#### Your goal
Output each line of the material exactly as it stands.

#### Input rows
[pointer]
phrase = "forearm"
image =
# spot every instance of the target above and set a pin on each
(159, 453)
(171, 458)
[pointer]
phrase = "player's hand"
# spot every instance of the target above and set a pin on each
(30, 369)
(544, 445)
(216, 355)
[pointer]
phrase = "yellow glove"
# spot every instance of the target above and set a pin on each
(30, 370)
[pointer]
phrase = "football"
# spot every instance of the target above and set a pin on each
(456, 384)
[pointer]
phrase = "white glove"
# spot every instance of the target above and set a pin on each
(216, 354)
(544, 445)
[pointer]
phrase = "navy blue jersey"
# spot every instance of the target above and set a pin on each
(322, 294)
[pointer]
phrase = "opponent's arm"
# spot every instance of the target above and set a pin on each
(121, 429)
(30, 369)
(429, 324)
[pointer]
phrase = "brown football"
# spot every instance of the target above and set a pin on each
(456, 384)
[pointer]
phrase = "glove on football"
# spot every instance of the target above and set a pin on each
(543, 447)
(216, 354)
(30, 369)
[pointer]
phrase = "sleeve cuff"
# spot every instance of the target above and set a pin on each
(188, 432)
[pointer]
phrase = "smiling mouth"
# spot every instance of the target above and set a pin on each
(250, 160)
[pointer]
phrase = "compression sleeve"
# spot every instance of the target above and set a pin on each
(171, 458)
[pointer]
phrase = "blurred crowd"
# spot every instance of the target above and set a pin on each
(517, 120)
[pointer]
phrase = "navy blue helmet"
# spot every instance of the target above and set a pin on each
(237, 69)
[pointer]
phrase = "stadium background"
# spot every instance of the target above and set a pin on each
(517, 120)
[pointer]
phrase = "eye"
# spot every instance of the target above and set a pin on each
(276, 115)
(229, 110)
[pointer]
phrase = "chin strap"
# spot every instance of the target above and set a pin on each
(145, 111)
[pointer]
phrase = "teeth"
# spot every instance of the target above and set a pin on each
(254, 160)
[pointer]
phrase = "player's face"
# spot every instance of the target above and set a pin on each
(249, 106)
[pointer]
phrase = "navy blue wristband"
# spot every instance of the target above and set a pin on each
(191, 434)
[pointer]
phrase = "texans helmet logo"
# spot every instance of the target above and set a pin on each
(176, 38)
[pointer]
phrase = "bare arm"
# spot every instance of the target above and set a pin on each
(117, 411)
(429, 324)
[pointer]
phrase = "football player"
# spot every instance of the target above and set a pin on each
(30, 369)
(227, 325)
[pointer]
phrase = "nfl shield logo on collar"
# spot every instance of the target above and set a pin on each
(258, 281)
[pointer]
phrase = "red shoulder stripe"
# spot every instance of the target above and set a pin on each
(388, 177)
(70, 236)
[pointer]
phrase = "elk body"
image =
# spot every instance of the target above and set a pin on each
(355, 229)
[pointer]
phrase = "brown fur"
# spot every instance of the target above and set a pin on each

#### Answer in full
[pointer]
phrase = "forearm"
image =
# spot every instance of the target above and set a pin on each
(159, 453)
(171, 458)
[pointer]
phrase = "player's hand"
# spot every instance of the target above and set a pin on each
(30, 369)
(544, 445)
(216, 355)
[pointer]
phrase = "yellow glove"
# spot every instance of the target above and set a pin on each
(30, 370)
[pointer]
phrase = "football"
# spot every instance of the target above and set a pin on each
(456, 384)
[pointer]
phrase = "white glove"
# spot every instance of the target above and set a pin on each
(216, 354)
(544, 445)
[pointer]
phrase = "navy blue jersey"
# spot every instance of the target above and set a pin on each
(322, 294)
[pointer]
phrase = "opponent's arm"
# spot every instance of the target above and set a pin on each
(121, 429)
(30, 369)
(429, 324)
[pointer]
phrase = "brown football"
# spot every instance of the target above and set a pin on each
(456, 384)
[pointer]
phrase = "glove on football"
# spot every instance of the target above and set a pin on each
(543, 447)
(216, 354)
(30, 369)
[pointer]
phrase = "sleeve cuff"
# spot every instance of the target above and set a pin on each
(188, 432)
[pointer]
phrase = "smiling mouth"
# spot every instance of the target above and set a pin on each
(250, 160)
[pointer]
phrase = "compression sleeve"
# spot every instance of the target above and set a pin on each
(171, 458)
[pointer]
phrase = "blurred crowd"
# spot every instance of the target above and set a pin on each
(517, 120)
[pointer]
phrase = "navy blue helmet"
# spot every instance of the target above and set a pin on each
(237, 69)
[pointer]
phrase = "stadium background"
# spot every instance of the target above and set a pin on each
(517, 120)
[pointer]
phrase = "eye"
# spot every instance of the target above and set a pin on each
(276, 115)
(229, 110)
[pointer]
phrase = "chin strap"
# spot every instance of the target above and set a pin on each
(145, 111)
[pointer]
phrase = "teeth"
# spot every instance of the target above and set a pin on each
(254, 160)
[pointer]
phrase = "player's face"
# spot every instance of the target above and set a pin on each
(249, 106)
[pointer]
phrase = "navy blue wristband"
# spot every instance of the target above and set a pin on each
(191, 434)
[pointer]
phrase = "texans helmet logo"
# spot every instance of the target above and set a pin on each
(176, 38)
[pointer]
phrase = "bare arm"
# spot every instance of the target above and set a pin on each
(117, 411)
(429, 324)
[pointer]
phrase = "football player"
# spot every instance of the target above and set a pin on each
(30, 369)
(227, 325)
[pointer]
phrase = "nfl shield logo on collar"
# spot every instance of the target above and set a pin on each
(258, 281)
[pointer]
phrase = "red shoulder stripe"
# spot every instance of the target above and set a pin on each
(388, 177)
(70, 236)
[pointer]
phrase = "elk body"
image =
# spot every instance of the target above and set a pin on each
(355, 229)
[pointer]
phrase = "brown fur"
# spot every instance of the target above and set a pin on each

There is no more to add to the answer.